• Extrait fourni

Mode de balayage SCAN et mode SIM modifier

Le piège à ions linéaire peut être utilisé selon deux modes distincts comme d’autres analyseurs de masse. Le mode SCAN peut être utilisé afin de balayer les m/z pour une gamme déterminée. Dans un balayage, une gamme de fréquences est appliquée successivement au piège à ions. Les ions qui ont des fréquences correspondant à celles provenant du balayage sont éjectés du piège[1]. Le mode SIM (Selected Ion Monitoring), permet de cibler certains ratios m/z dans le LIT afin d’isoler le ou les ions désirés. En mode SIM, les tiges du quadripôle doivent avoir un voltage continu, ce qui crée un champ axial qui trappe les autres ions. Il y a aussi des radio-fréquences qui génèrent un champ quadripolaire radial pour piéger les ions non désirés. Finalement, il doit y avoir deux phases de voltage alternatif supplémentaires appliquées tout le long de la tige pour l’isolation des ions, l’activation et l’éjection sélective selon leur masse[4]. C’est aussi avec cette méthode qu’il est possible de filtrer les ions de les analyser avec plus de précision.

Éjection des ions modifier

Le piège à ions linéaire peut éjecter les ions selon deux modes, soit l’éjection radiale ou axiale. Ces deux modes permettent une grande possibilité d’utilisation et de couplage avec d’autres types d’appareils. Les ions qui sont à l’intérieur de la trappe sont excités par l’application d’un potentiel axial et l’émission de radio-fréquences radiales. Une excitation cinétique peut être aussi appliquée spécifiquement sur les ions sélectionnés. Les potentiels appliqués peuvent varier le long du quadripôle afin de mieux diriger les ions et de faciliter l’éjection. Lorsqu’il y a modification des potentiels à une extrémité voulue, l’éjection peut être possible.

 
Figure 2 - Mode d’éjection axiale[5]

Éjection de type axiale modifier

Pour l’éjection axiale des ions, le potentiel du quadripôle près de la sortie est diminué et il n’y a plus de radio-fréquences d’appliquées à la sortie, ce qui permet aux ions de quitter le piège ionique axialement. Cette dernière étape peut être effectuée à n’importe quel moment durant l’analyse, selon l’utilisation désirée. Ce mode consiste donc à appliquer un courant alternatif aux tiges du LIT pour permettre l’éjection axiale des ions selon leur ratio masse sur charge. Quand la fréquence d’oscillation des ions correspond à la fréquence du champ alternatif auxiliaire, l’excitation des ions est affectée de façon à augmenter son énergie cinétique axiale et entraîne ainsi l’éjection de ces ions du LIT.

Éjection de type radiale modifier

 
Figure 3 - Mode d'éjection radiale[5]

Le second mode d’éjection consiste à diminuer le potentiel appliqué le long du quadripôle servant à garder les ions dans la trappe. Il a aussi l’application des radio-fréquences aux extrémités de la trappe afin de les empêcher de sortir axialement. Lorsque le potentiel n’est plus appliqué, les ions sont éjectés vers le détecteur en passant par les fentes dans les quadripôles qui sont illustrées sur la Figure 4. Avec l’éjection radiale, il est possible d’utiliser deux détecteurs distincts, de part et d’autre, ce qui permet une meilleure sélectivité[1],[4].

• Consigne
D'après l'extrait sur le piège à ions linéaire, combien de détecteurs distincts peut-on utiliser avec l'éjection radiale ? Les données n'ont aucun rapport avec l'extrait.

• Données sources
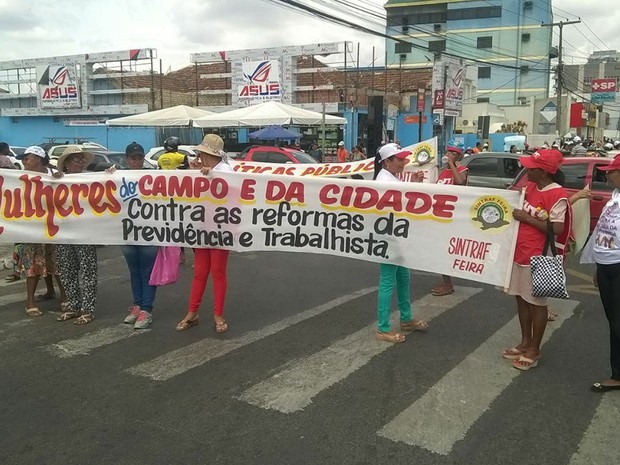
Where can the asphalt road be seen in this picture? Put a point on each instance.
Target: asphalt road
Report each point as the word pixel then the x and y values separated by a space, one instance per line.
pixel 299 378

• Réponse
Deux détecteurs distincts, placés de part et d'autre.